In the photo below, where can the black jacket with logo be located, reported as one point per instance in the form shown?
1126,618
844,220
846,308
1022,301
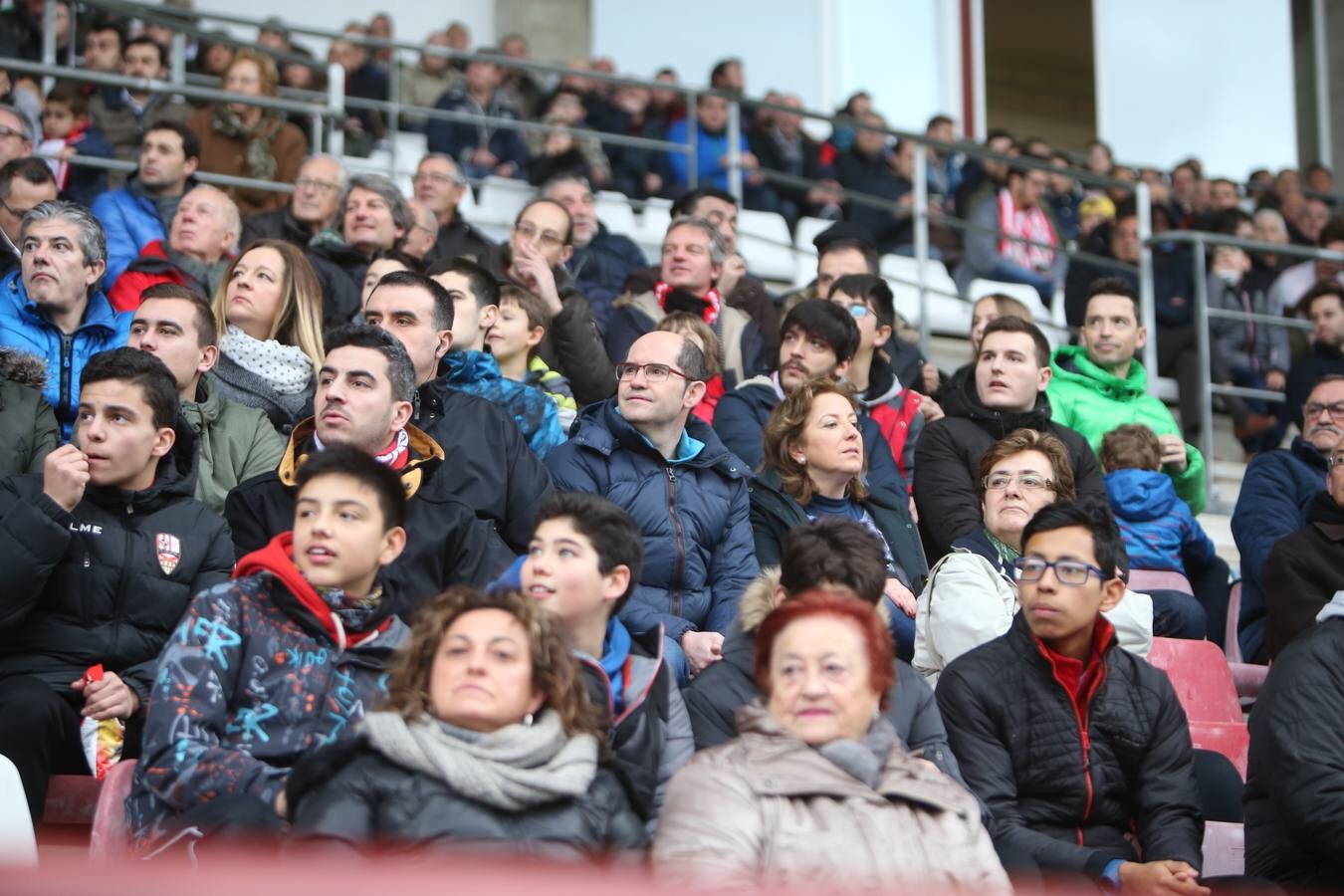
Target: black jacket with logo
110,581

*Directive*
Locate each line in the items above that contains the string "with" and copy those lines out. Case counts.

*Exercise response*
In the photo below, where can the black jacket with logo be located, reported as one point per instance in the form shown?
Target: black jacket with logo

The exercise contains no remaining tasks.